- **Data records**:
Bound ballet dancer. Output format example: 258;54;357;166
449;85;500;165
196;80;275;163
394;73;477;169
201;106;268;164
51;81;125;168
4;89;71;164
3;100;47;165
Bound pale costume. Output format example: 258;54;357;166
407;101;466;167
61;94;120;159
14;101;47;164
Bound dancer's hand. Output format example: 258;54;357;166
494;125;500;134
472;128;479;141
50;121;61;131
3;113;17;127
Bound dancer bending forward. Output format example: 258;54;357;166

==

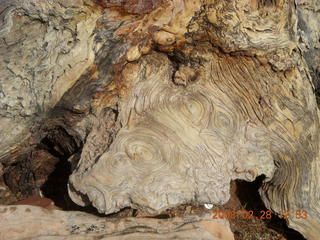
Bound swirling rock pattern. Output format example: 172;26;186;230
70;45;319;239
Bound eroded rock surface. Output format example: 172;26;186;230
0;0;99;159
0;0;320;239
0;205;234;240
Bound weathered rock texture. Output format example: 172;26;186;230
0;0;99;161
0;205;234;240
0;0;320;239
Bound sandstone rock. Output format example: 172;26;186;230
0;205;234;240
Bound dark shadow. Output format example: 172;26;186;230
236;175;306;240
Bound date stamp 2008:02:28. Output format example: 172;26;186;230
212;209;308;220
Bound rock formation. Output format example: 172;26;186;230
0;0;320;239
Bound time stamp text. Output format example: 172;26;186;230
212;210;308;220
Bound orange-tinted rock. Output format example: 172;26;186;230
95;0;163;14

- **Your instructions**: Show each line of the records above that contains the word "rock", counting only matches in the same case.

- **The reply**:
Bound swirling rock pattern. Output format example: 172;26;186;230
Bound eroded rock surface. Output format example: 172;26;186;230
Bound weathered rock texture. Output format example: 172;26;186;230
Bound sandstone rock. Output format example: 172;26;186;230
Bound rock formation. Output format example: 172;26;186;230
Bound orange-tinted rock. Output format example: 172;26;186;230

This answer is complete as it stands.